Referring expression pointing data
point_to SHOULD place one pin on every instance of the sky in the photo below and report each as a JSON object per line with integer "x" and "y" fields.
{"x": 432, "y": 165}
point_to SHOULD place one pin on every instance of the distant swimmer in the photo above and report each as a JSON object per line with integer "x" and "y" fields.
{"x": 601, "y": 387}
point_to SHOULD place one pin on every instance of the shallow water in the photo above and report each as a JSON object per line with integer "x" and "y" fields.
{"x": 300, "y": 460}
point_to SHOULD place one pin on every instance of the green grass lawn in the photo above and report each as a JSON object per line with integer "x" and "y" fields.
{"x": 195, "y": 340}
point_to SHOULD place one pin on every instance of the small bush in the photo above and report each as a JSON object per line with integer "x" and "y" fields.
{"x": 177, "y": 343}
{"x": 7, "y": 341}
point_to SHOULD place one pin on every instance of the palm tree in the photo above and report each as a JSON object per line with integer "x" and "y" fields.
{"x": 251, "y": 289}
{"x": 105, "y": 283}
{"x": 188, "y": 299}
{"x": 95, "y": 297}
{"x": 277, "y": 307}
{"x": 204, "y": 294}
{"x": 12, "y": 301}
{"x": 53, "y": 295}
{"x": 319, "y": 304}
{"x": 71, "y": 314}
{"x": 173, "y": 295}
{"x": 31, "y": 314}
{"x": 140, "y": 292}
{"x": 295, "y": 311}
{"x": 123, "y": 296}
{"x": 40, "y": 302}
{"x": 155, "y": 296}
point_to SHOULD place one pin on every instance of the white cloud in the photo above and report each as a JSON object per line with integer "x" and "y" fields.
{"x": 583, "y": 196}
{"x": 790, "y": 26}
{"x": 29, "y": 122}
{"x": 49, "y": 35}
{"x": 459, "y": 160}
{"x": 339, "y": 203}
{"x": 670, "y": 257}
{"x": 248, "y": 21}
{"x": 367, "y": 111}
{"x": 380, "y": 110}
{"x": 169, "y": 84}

- **WHAT YOU SHOULD DO**
Print exactly the stretch of lines beginning with the one that holds "point_to SHOULD place one pin on every instance of the green" and ending at the last line above.

- **WRITTEN ANSWER**
point_to SHOULD place one pin on every instance of the green grass lawn in the photo above and report each as a JSON object per line with integer "x" and "y" fields.
{"x": 195, "y": 340}
point_to SHOULD place one pin on every instance of the small bush in the photo above and report each as a JSON object per line with integer "x" and "y" fields.
{"x": 177, "y": 343}
{"x": 7, "y": 341}
point_to SHOULD place one pin on every instance of the palm tree in the photo above and report each as a JSON object per line with integer "x" and "y" fields.
{"x": 251, "y": 289}
{"x": 105, "y": 283}
{"x": 188, "y": 299}
{"x": 95, "y": 297}
{"x": 277, "y": 307}
{"x": 204, "y": 294}
{"x": 12, "y": 301}
{"x": 53, "y": 295}
{"x": 319, "y": 304}
{"x": 71, "y": 314}
{"x": 173, "y": 295}
{"x": 31, "y": 314}
{"x": 140, "y": 292}
{"x": 295, "y": 311}
{"x": 123, "y": 296}
{"x": 40, "y": 302}
{"x": 155, "y": 296}
point_to SHOULD place one pin on every instance of the white cloud in the photo above and report each as a JSON object per line with integer "x" and "y" fields.
{"x": 583, "y": 196}
{"x": 790, "y": 26}
{"x": 29, "y": 122}
{"x": 49, "y": 35}
{"x": 459, "y": 160}
{"x": 339, "y": 203}
{"x": 670, "y": 257}
{"x": 248, "y": 21}
{"x": 367, "y": 111}
{"x": 380, "y": 110}
{"x": 169, "y": 84}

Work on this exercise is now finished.